§ QUOTED PASSAGE
----

You can witness a number of memorable debuts in "Precious: Based on the Novel 'Push' by Sapphire," including the introduction of leading lady Gabourey "Gabby" Sidibe and an initial glimpse of singer Mariah Carey as an accomplished character actor.
But none of those premiere performances would have been as resonant were it not for the first produced screenplay by Geoffrey Fletcher.
"Precious" tells the unrelenting story of its titular character's emerging out of sexual and psychic abuse. She discovers, thanks to a patient teacher, her voice as a writer and her identity as a person -- she realizes, in other words, her dream. Fletcher's journey out of obscurity wasn't remotely as traumatic, and yet the making of the critically acclaimed movie taught the 39-year-old screenwriter that, like Precious, a seemingly unattainable ambition for himself was, with enough determination, achievable.
Since graduating from Harvard University and receiving his master's from NYU's Tisch School of the Arts 10 years ago, Fletcher never abandoned his hopes to write movies. His short films attracted festival attention, and director John Singleton expressed interest in turning Fletcher's 23-minute movie "Magic Markers" from 1996 into a feature. Fletcher briefly was signed by a talent agent, but his paychecks came from New York temp jobs, not Hollywood writing assignments.
"I often felt like Precious -- out of the picture and invisible," Fletcher says. "I was within reach of my dream of filmmaking but also a million miles away. I kept trying. But it's tough to get people to listen to what I had to say. It's the nature of the industry -- there are so many people trying to get in. All the doors in the industry seemed to close, and I couldn't seem to do anything right."
Rather than despair, Fletcher plugged away, writing by his count thousands of pages of unproduced screenplays, determined to figure out ways to put something on a movie camera, which he had been playing with since age 14.

----

(Point-per-instance localization data)
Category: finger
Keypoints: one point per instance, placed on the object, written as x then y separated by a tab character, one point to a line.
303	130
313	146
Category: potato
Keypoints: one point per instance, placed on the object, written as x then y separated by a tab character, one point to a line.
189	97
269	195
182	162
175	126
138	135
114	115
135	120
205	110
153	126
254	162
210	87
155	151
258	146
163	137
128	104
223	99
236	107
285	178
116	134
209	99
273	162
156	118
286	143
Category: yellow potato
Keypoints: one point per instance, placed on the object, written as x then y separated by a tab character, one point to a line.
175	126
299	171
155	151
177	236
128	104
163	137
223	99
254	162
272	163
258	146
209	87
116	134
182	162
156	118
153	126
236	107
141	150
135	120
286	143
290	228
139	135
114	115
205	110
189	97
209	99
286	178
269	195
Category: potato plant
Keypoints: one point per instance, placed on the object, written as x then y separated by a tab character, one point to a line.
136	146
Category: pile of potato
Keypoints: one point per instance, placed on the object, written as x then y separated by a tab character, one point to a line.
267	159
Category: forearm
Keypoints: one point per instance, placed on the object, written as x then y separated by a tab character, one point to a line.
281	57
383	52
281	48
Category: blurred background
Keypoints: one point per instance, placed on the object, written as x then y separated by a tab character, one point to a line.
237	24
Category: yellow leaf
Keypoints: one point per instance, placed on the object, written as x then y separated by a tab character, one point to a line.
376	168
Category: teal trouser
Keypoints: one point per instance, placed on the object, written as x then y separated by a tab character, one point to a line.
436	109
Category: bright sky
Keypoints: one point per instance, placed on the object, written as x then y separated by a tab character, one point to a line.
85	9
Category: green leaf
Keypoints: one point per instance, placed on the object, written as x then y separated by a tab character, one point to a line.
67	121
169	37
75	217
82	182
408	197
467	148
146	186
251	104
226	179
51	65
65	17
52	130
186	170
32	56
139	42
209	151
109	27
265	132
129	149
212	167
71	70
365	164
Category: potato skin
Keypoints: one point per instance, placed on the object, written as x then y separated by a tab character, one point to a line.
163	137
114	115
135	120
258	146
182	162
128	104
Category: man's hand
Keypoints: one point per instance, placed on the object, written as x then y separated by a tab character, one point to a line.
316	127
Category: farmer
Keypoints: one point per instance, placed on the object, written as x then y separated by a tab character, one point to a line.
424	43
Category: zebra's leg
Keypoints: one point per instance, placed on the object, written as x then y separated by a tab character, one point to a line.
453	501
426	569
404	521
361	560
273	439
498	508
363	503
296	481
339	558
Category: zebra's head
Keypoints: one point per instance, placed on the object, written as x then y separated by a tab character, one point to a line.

----

§ REQUIRED WORK
Return the stretch of the Geoffrey Fletcher article from "But none of" through "enough determination, achievable.", copied word for word.

§ RESULT
But none of those premiere performances would have been as resonant were it not for the first produced screenplay by Geoffrey Fletcher.
"Precious" tells the unrelenting story of its titular character's emerging out of sexual and psychic abuse. She discovers, thanks to a patient teacher, her voice as a writer and her identity as a person -- she realizes, in other words, her dream. Fletcher's journey out of obscurity wasn't remotely as traumatic, and yet the making of the critically acclaimed movie taught the 39-year-old screenwriter that, like Precious, a seemingly unattainable ambition for himself was, with enough determination, achievable.